-- The tasks --
(1) From the passage on grooved cylinders for spooling machines, list every kind of yarn that spinning is said to treat.
(2) Show each line of the records below that contains the string "grey".
═══ Passage shown ═══
[0001 ] This invention relates to a process for producing completely finished thread-guiding grooved cylinders, of polyurethane resin filled with aggregates with wear-resistant treatment, for textile spooling machines, cylindrical and conical with fixed-pitch or variable-pitch screws with two, two and a half, three turns.

Field of the Invention

[0002] Spinning is conventionally translated into a series of operations that allow to transform the fibres into yarn. Spinning can be considered a complex process for treating wet yarns, dry yarns, semi-wet yarns, unbleached and bleached yarns with constantly improving characteristics of fineness, resistance and regularity. Spinning includes the so-called spooling phase, in which, independently of the spinning technique used, the thread of the fibre must be freed from the last impurities it still contains and rewound on a support suitable for its subsequent use. These are the spooling functions carried out on the spoolers. In the final analysis it is the last phase in the fibre spinning process before the fibre is supplied to the weaver or to the knitted fabric manufacturer.

[0003] Spooling is included in a processing phase that is made up of essential objectives, such as yarn slubcatching, in which flaws and

i impurities are identified and eliminated. Afterwards, yarn spooling, in which the spooling machines, equipped with grooved cylinders for guiding the threads, allow to wind the thread received from the continuous spinner in small bobbins on soft or hard conical or cylindrical reels of large sizes, for example with a diameter of about 18÷30 cm. Finally, yarn paraffining takes place, which is a necessary operation when it is expected to be used in knitwear.

[0004] Therefore, it is reasonable to consider as known that the thread-guiding grooved cylinders are used on the spooling machines of the textile sector, to carry out the yarn spooling operation, which more particularly consists in transferring the yarn from the initial packaging, tube or spool, onto a rigid cone in the shape of a crossed coil wound body. This processing is used for transferring the thread to a packaging more suitable for the subsequent processing operations.
═══ Data supplied ═══
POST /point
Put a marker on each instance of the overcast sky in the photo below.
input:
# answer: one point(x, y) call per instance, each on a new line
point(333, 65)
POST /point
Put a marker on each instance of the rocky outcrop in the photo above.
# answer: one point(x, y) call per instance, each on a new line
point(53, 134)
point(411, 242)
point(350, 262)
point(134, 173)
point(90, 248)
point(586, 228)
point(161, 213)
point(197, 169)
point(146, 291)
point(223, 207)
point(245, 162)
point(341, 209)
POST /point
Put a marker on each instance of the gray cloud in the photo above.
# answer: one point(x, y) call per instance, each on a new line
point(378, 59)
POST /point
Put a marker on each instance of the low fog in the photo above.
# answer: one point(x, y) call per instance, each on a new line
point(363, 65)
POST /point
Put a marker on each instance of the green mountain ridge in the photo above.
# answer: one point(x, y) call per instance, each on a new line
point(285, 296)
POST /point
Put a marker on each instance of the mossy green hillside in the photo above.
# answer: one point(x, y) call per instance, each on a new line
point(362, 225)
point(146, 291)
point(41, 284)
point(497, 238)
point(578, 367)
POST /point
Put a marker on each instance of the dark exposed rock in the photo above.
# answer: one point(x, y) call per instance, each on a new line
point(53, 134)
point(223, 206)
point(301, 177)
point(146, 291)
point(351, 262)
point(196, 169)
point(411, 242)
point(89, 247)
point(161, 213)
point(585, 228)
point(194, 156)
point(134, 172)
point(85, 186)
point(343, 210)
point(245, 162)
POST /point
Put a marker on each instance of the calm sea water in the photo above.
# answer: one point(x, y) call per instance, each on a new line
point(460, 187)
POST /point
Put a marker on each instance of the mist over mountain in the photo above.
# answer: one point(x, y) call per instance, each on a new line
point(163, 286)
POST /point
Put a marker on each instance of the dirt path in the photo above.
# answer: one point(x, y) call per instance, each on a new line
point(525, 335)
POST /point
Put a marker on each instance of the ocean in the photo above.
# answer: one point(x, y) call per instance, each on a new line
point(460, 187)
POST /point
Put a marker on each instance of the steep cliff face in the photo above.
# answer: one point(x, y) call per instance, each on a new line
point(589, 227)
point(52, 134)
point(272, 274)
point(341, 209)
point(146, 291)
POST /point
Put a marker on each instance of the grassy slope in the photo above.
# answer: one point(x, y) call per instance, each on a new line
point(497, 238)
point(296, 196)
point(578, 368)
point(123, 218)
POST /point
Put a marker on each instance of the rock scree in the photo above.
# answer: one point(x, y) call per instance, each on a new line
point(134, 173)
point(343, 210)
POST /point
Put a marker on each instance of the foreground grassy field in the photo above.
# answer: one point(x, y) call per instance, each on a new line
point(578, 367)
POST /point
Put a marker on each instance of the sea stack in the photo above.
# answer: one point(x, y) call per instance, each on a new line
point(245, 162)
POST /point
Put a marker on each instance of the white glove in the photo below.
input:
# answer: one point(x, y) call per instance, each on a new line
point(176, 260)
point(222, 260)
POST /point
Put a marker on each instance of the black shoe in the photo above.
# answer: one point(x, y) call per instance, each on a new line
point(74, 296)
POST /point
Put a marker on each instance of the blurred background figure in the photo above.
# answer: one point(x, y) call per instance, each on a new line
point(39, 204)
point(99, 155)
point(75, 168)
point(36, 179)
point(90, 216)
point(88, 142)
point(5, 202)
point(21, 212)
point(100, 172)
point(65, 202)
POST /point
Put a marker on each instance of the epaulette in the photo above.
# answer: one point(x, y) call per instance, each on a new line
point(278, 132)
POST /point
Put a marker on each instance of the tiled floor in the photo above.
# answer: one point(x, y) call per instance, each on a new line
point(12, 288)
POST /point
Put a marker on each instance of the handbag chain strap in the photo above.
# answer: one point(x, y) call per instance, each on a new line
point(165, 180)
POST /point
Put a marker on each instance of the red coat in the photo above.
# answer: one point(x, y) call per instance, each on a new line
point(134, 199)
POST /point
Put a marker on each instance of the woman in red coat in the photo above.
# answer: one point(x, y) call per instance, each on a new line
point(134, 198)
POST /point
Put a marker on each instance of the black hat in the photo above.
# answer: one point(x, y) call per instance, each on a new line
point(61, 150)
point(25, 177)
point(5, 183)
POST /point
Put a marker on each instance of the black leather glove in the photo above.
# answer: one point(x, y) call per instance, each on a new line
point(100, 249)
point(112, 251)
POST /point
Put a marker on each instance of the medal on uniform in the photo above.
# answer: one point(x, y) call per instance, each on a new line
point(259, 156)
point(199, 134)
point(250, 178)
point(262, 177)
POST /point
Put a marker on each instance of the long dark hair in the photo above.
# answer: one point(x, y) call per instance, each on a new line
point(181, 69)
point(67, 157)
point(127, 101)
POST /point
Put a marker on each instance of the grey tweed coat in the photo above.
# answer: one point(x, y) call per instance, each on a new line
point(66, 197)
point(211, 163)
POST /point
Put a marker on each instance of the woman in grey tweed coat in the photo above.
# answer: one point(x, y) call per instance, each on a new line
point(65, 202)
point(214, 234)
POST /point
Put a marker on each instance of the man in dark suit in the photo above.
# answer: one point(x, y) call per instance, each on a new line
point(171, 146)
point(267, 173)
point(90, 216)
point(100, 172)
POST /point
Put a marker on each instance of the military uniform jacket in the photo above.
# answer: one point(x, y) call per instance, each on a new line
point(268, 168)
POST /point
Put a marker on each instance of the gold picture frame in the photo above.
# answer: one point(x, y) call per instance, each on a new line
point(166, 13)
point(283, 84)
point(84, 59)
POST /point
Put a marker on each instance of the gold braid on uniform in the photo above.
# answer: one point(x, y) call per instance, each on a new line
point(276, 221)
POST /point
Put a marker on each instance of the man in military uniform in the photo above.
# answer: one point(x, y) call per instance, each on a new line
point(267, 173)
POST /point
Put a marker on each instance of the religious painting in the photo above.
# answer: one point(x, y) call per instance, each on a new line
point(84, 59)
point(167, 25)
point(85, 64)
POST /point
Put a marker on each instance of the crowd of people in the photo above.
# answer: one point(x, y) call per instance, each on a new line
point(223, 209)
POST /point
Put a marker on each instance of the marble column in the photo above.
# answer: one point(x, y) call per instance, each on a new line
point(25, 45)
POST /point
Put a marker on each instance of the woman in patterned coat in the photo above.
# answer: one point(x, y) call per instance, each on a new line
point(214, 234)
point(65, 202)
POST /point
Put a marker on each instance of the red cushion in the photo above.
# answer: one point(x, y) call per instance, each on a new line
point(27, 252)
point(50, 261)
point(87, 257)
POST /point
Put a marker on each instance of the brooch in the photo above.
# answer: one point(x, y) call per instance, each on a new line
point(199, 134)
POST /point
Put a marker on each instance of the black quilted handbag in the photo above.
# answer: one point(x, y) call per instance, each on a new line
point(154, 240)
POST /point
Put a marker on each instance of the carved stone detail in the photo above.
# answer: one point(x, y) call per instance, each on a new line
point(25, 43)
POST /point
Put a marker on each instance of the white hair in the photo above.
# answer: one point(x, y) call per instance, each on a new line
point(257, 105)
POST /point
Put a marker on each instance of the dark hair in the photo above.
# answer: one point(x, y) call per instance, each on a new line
═══
-- Written responses --
(1)
- wet yarns
- dry yarns
- semi-wet yarns
- unbleached yarns
- bleached yarns

(2)
Put a marker on each instance of the grey tweed coat in the photo above.
Put a marker on each instance of the woman in grey tweed coat in the photo above.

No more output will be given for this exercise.